• _設定課題_: 以下のエントリから文字列「wooden」を含む行をすべて探し出し、各行をそのまま書き写すこと。大文字と小文字は区別する。
---+---
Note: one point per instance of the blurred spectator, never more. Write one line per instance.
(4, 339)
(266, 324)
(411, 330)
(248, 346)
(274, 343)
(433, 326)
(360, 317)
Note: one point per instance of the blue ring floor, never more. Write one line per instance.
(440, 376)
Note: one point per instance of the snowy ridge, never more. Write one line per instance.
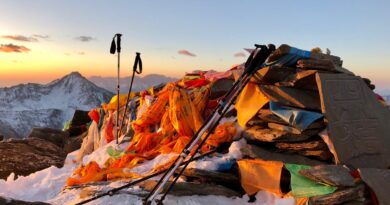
(25, 106)
(46, 185)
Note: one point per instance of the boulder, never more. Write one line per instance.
(313, 148)
(340, 196)
(228, 180)
(57, 137)
(190, 189)
(334, 175)
(358, 125)
(27, 156)
(74, 143)
(254, 152)
(304, 99)
(78, 123)
(271, 135)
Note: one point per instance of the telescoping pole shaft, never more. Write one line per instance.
(256, 59)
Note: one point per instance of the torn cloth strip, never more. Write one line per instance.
(249, 102)
(304, 187)
(300, 119)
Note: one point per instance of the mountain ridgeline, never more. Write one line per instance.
(25, 106)
(140, 83)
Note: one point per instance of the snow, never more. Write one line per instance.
(47, 185)
(25, 106)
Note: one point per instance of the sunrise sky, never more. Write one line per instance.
(42, 40)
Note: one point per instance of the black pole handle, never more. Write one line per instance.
(137, 62)
(116, 47)
(118, 42)
(258, 57)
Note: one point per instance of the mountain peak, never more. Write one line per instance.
(74, 74)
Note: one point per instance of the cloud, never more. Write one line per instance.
(186, 53)
(9, 48)
(20, 38)
(239, 55)
(41, 36)
(84, 38)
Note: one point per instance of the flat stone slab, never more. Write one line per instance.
(271, 135)
(358, 125)
(254, 152)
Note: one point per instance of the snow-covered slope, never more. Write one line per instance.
(25, 106)
(46, 185)
(140, 83)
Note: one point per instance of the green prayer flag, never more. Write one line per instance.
(304, 187)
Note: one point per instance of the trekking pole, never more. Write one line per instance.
(137, 64)
(113, 191)
(211, 117)
(255, 60)
(117, 48)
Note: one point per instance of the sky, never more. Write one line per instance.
(42, 40)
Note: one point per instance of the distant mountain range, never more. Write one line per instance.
(140, 83)
(25, 106)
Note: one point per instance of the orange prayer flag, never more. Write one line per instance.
(249, 102)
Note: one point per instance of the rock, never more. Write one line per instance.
(305, 99)
(315, 148)
(74, 143)
(190, 189)
(358, 125)
(334, 175)
(267, 116)
(27, 156)
(253, 151)
(293, 130)
(57, 137)
(379, 181)
(271, 135)
(78, 123)
(213, 177)
(220, 87)
(303, 79)
(340, 196)
(9, 201)
(272, 74)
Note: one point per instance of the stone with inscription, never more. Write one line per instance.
(358, 125)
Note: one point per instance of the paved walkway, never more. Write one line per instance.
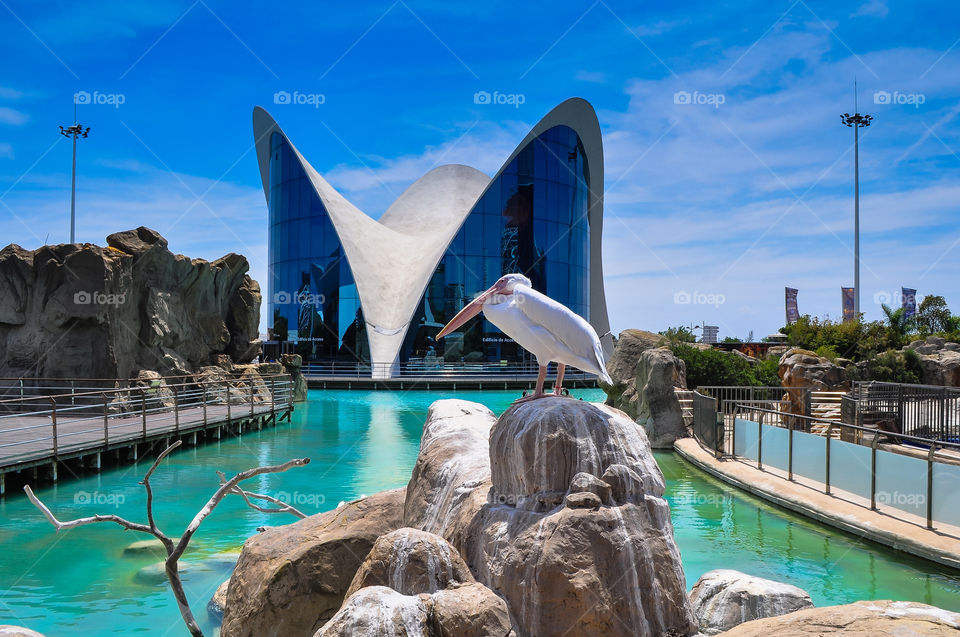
(904, 533)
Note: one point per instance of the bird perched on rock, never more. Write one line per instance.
(542, 326)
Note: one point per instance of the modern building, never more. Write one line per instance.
(345, 287)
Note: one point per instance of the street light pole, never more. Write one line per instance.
(856, 122)
(74, 131)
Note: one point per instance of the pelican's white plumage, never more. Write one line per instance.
(542, 326)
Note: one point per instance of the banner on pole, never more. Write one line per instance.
(909, 301)
(791, 304)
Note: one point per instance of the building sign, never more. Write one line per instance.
(908, 301)
(846, 298)
(791, 302)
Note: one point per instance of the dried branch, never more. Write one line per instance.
(249, 495)
(175, 551)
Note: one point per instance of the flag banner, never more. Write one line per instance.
(909, 301)
(846, 297)
(791, 300)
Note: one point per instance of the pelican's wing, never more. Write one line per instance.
(571, 330)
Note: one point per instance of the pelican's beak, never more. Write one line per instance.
(470, 310)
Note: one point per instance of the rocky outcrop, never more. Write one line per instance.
(610, 568)
(469, 610)
(939, 360)
(85, 311)
(450, 479)
(411, 561)
(725, 598)
(860, 619)
(648, 395)
(291, 579)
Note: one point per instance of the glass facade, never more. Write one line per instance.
(532, 219)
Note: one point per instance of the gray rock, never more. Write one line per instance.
(724, 598)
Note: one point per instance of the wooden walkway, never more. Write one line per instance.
(73, 432)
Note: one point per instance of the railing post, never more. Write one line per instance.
(176, 410)
(789, 449)
(53, 423)
(760, 442)
(106, 423)
(827, 474)
(143, 411)
(933, 450)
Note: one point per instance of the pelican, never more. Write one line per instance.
(543, 327)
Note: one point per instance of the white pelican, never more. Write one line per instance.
(543, 327)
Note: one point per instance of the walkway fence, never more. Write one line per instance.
(925, 411)
(433, 369)
(39, 422)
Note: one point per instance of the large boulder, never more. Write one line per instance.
(411, 561)
(450, 479)
(85, 311)
(609, 569)
(725, 598)
(860, 619)
(468, 610)
(290, 579)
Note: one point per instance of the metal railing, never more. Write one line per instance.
(758, 417)
(36, 426)
(929, 412)
(431, 369)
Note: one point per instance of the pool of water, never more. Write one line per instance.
(78, 583)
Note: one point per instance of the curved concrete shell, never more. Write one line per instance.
(393, 259)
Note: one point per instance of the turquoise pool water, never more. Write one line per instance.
(77, 582)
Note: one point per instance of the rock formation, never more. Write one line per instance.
(860, 619)
(84, 311)
(291, 579)
(610, 568)
(645, 376)
(724, 598)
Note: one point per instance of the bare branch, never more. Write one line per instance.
(247, 495)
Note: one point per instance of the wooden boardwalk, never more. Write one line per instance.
(75, 432)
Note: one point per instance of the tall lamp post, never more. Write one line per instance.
(856, 122)
(77, 130)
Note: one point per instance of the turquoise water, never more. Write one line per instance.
(77, 582)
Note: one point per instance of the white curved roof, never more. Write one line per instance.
(393, 258)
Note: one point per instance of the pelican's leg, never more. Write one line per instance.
(558, 386)
(538, 392)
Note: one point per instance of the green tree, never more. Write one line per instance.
(933, 315)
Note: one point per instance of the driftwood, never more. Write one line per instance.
(175, 549)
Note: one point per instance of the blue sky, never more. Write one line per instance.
(724, 200)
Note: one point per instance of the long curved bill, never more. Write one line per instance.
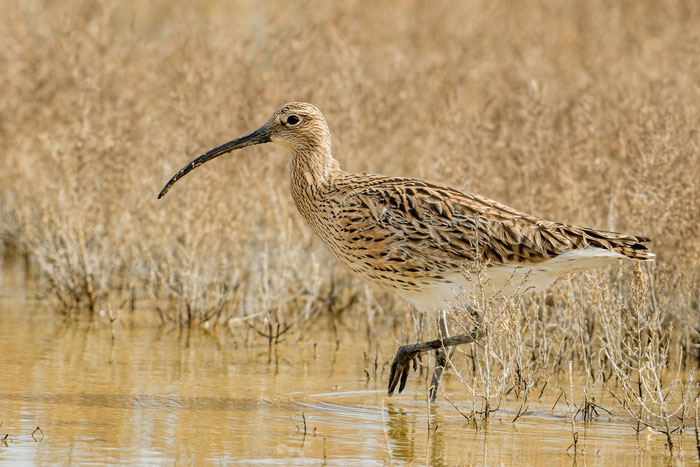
(259, 136)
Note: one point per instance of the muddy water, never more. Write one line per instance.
(160, 396)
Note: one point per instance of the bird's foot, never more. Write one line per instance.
(405, 355)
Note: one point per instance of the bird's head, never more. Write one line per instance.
(297, 125)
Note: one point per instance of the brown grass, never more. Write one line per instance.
(585, 113)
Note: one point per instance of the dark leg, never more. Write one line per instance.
(407, 354)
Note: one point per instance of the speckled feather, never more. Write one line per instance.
(409, 235)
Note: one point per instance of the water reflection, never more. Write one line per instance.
(163, 395)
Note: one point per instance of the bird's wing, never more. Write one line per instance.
(405, 219)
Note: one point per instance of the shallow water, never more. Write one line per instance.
(160, 396)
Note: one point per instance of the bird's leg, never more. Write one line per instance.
(407, 354)
(440, 357)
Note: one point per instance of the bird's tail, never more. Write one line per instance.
(630, 246)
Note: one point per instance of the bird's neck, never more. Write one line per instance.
(311, 179)
(312, 168)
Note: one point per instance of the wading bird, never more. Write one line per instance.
(415, 238)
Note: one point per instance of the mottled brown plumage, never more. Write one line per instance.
(415, 237)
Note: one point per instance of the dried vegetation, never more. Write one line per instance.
(586, 113)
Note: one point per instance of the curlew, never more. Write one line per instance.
(414, 237)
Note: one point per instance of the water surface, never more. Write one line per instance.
(156, 395)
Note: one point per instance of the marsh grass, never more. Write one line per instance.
(583, 113)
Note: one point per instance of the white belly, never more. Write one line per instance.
(506, 280)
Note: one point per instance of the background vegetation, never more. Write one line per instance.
(581, 112)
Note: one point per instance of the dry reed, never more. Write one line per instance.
(586, 113)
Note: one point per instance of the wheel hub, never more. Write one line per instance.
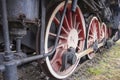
(73, 38)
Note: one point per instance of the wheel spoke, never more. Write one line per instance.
(74, 20)
(66, 23)
(91, 36)
(70, 18)
(56, 21)
(77, 25)
(79, 31)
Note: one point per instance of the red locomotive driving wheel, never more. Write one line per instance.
(72, 35)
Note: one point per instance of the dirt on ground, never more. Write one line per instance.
(105, 66)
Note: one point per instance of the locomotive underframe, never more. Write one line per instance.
(8, 64)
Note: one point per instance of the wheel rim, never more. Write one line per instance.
(73, 27)
(93, 35)
(103, 32)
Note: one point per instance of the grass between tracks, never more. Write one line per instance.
(109, 66)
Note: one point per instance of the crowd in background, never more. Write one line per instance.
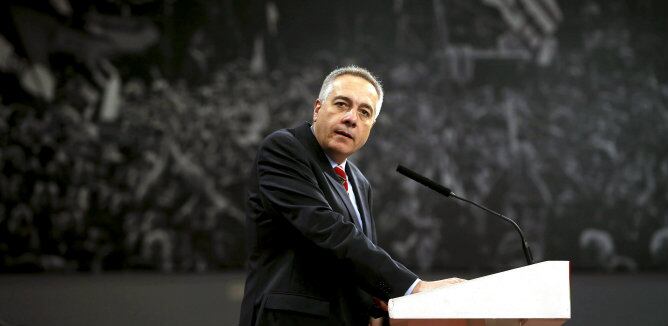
(131, 159)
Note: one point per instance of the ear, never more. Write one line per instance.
(316, 109)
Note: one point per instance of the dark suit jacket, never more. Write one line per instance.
(309, 263)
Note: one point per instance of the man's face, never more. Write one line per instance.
(342, 122)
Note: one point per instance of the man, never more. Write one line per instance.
(312, 240)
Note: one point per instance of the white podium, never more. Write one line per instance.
(533, 295)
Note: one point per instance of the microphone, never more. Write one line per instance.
(448, 193)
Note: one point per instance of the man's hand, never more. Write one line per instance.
(424, 286)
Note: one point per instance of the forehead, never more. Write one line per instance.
(352, 85)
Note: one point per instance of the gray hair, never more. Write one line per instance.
(354, 71)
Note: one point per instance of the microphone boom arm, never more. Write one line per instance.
(447, 193)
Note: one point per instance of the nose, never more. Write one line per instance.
(350, 118)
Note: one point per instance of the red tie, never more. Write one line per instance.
(343, 178)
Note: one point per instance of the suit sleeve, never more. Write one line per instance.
(288, 186)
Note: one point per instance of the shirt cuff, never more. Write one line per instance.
(410, 289)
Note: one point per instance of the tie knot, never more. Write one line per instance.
(343, 178)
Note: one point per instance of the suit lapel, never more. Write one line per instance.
(362, 201)
(306, 137)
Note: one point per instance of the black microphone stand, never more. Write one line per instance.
(447, 193)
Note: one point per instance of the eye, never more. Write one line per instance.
(341, 104)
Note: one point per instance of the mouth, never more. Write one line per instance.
(344, 134)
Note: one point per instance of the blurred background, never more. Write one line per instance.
(128, 128)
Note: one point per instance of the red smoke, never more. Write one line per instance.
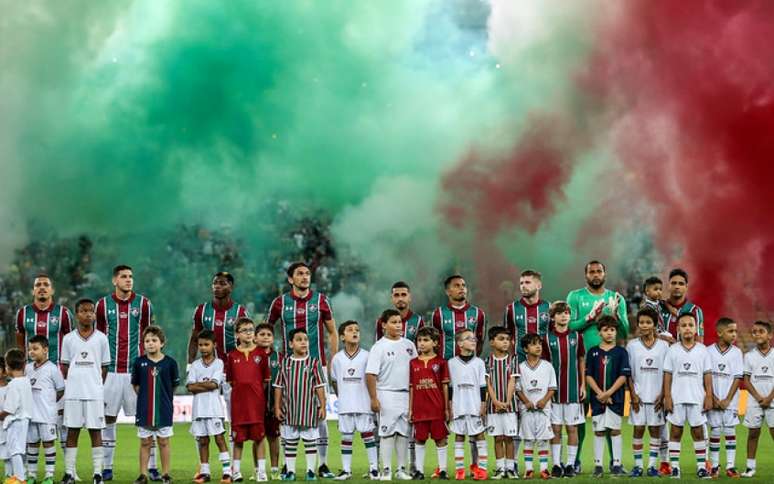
(691, 84)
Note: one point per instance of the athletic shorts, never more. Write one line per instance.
(435, 429)
(648, 416)
(40, 432)
(690, 413)
(467, 425)
(723, 418)
(608, 420)
(536, 425)
(290, 432)
(499, 424)
(119, 394)
(755, 415)
(207, 426)
(349, 423)
(244, 432)
(567, 414)
(84, 413)
(154, 432)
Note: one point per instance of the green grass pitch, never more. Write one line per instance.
(184, 460)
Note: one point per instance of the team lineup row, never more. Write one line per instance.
(124, 315)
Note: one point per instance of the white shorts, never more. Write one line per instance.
(84, 413)
(15, 439)
(690, 413)
(467, 425)
(349, 423)
(39, 432)
(162, 432)
(755, 415)
(723, 418)
(498, 424)
(608, 420)
(647, 416)
(567, 414)
(204, 427)
(289, 432)
(393, 417)
(536, 425)
(120, 394)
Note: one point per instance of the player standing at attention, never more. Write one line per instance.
(44, 318)
(646, 386)
(607, 369)
(301, 307)
(15, 414)
(429, 401)
(122, 316)
(85, 360)
(727, 373)
(538, 384)
(387, 375)
(154, 378)
(47, 389)
(759, 382)
(467, 395)
(247, 371)
(502, 370)
(401, 300)
(204, 380)
(687, 393)
(565, 350)
(299, 402)
(348, 380)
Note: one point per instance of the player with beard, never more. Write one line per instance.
(44, 318)
(677, 304)
(587, 305)
(301, 307)
(401, 300)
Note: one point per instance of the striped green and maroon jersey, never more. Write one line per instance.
(310, 312)
(156, 381)
(221, 321)
(299, 379)
(449, 321)
(670, 320)
(521, 318)
(411, 323)
(53, 322)
(563, 351)
(123, 322)
(500, 371)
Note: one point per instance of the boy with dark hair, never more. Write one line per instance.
(607, 368)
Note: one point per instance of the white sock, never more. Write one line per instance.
(386, 444)
(71, 454)
(419, 456)
(556, 453)
(599, 449)
(617, 441)
(97, 458)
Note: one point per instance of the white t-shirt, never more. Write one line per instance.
(18, 400)
(85, 359)
(207, 404)
(535, 382)
(647, 366)
(389, 361)
(760, 368)
(726, 367)
(466, 380)
(688, 368)
(46, 380)
(349, 374)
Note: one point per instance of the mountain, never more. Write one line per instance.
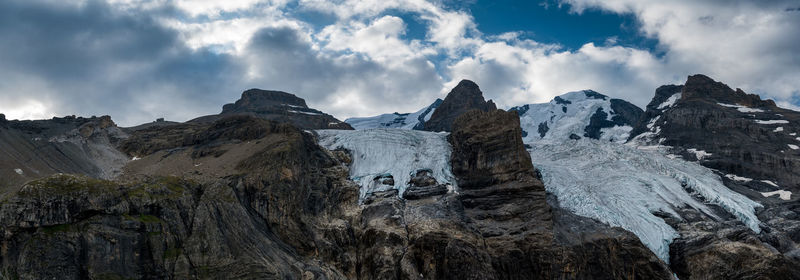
---+---
• _課題結果_:
Note: one point per instance of the wooden walkway, never more. Write one line per instance.
Note: one point per instance of the wooden boardwalk, never more. Write one line per instance.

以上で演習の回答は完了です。